Text to read:
+--

CPC, CPM and CPA are acronyms and stand for Cost Per Clic, Cost Per Mille and Cost Per Action, respectively. These are key concepts in paid online advertising and affiliate marketing.
When a company pays to have its advertisements displayed on Google results page, on Facebook or on other websites, it is usually through one of the three models mentioned above. Let’s see what each of them is about.
How does CPM work?
This model calculates the cost every one thousand impressions –the cost paid by an advertiser for every one thousand views or clicks of an advertisement. For instance, if the CPM of a Facebook campaign is $20, then 5,000 impressions will cost $100.
The advantage of CPM is that at first sight it’s cheaper. The disadvange is that an “impression” is not the same as a visit or action. Lots of people can actually view the ads but this doesn’t mean the campaign will bring about tangible results.
The better the segmentation (specs of the target audience) and the more attractive the ad, the more effective the CPM campaigns.
How does CPC work?
In this model, the company pays for every click of a user on their advertisement. For instance, if the cost per click of a campaign is $2, and in one day 200 users click on the ad, then the advertiser will have to pay $400. It is possible to set a maximum budget in CPC campaigns so that when that agreed number of clicks is reached, the advertisement is no longer displayed.
The advantage of CPC campaigns is the fact that you only pay for impressions that have generated interest enough so as to follow the link. Its disadvantage is basically the same as before –a click does not translate into a specific action. The user might simply get into the site and leave immediately afterwards, making no purchase or sharing no personal data at all.
This article may be helpful: What is a lead?
How does CPA work?
Cost per action, on the other hand, is a model where the advertiser only pays when a user views the advertisement, clicks on it and performs an action on the site. This action is usually a purchase, but sometimes registrations are also taken into account, as they help increase the database of leads or potential clients.
Affiliate marketing works very similarly to CPA; the sites recommending products or services keep a commission for each referred sale through outbound links. The links can be displayed as direct advertisement or as a subtle recommendation.

+--

Excerpts of labeled region data

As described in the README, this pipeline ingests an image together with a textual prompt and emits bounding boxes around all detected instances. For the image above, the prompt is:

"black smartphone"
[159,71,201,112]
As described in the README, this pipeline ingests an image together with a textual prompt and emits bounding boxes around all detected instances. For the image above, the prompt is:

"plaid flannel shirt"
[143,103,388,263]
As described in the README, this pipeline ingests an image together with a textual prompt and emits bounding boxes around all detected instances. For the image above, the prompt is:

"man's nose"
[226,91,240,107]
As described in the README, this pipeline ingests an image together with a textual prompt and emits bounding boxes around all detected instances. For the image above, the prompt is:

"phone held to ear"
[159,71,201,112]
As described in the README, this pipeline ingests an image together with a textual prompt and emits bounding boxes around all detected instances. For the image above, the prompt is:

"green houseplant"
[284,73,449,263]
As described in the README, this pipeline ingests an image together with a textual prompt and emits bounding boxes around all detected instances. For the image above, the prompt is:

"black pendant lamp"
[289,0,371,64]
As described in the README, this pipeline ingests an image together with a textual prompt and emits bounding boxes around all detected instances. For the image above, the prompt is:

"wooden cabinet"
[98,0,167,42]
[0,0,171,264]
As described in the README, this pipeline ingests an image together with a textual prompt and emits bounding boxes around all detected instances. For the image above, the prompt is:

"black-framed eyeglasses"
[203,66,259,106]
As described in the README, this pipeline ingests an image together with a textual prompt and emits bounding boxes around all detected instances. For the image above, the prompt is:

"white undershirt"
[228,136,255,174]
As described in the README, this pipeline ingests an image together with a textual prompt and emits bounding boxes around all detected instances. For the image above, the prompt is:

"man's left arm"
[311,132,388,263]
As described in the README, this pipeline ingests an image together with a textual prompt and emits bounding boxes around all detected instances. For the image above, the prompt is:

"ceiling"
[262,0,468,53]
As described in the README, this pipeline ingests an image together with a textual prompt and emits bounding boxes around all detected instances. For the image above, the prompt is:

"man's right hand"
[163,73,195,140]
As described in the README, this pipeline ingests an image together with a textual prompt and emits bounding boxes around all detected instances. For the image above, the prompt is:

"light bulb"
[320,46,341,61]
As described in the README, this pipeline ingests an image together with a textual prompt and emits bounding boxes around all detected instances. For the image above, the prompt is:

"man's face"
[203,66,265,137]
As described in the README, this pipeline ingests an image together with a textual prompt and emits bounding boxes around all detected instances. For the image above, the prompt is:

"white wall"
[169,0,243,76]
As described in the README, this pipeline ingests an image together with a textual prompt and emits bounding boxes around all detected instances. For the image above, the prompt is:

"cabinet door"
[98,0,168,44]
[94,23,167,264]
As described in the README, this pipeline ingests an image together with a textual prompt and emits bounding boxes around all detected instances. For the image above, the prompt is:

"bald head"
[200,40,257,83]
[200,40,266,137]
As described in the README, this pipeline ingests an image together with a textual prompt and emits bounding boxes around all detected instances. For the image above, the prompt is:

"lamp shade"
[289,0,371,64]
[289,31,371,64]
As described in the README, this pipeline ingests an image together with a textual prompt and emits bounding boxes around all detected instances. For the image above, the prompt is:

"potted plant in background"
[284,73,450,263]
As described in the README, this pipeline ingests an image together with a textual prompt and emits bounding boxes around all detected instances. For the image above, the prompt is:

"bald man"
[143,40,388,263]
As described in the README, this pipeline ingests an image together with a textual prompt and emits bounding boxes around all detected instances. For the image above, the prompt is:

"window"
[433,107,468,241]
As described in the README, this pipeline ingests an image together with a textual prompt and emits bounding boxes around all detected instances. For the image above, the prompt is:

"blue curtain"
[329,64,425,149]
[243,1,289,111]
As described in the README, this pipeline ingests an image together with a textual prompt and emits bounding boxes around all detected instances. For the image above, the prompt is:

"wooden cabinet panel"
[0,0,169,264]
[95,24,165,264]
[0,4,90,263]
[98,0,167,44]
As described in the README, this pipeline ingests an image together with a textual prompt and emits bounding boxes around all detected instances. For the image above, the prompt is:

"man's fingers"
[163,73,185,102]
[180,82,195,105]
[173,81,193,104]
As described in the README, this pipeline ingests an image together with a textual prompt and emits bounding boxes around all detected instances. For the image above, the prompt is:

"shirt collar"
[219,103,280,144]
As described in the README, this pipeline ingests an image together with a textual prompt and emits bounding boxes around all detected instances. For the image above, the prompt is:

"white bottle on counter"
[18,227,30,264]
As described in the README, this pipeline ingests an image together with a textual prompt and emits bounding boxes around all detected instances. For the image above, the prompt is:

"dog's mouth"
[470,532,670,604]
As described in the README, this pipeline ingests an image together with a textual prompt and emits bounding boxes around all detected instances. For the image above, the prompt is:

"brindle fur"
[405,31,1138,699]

+--

Set of tasks:
A – In the text on advertising cost models, rewrite the passage from "The advantage of CPM" up to and including "does CPC work?", with "segmentation" changed to "targeting".
B – Name every dollar amount that appears in the text on advertising cost models.
C – Render this sentence from the text on advertising cost models in Spanish: "The links can be displayed as direct advertisement or as a subtle recommendation."

Written answers:
A –
The advantage of CPM is that at first sight it’s cheaper. The disadvange is that an “impression” is not the same as a visit or action. Lots of people can actually view the ads but this doesn’t mean the campaign will bring about tangible results.
The better the targeting (specs of the target audience) and the more attractive the ad, the more effective the CPM campaigns.
How does CPC work?

B – $20, $100, $2, $400

C – Los enlaces pueden mostrarse como publicidad directa o como una recomendación sutil.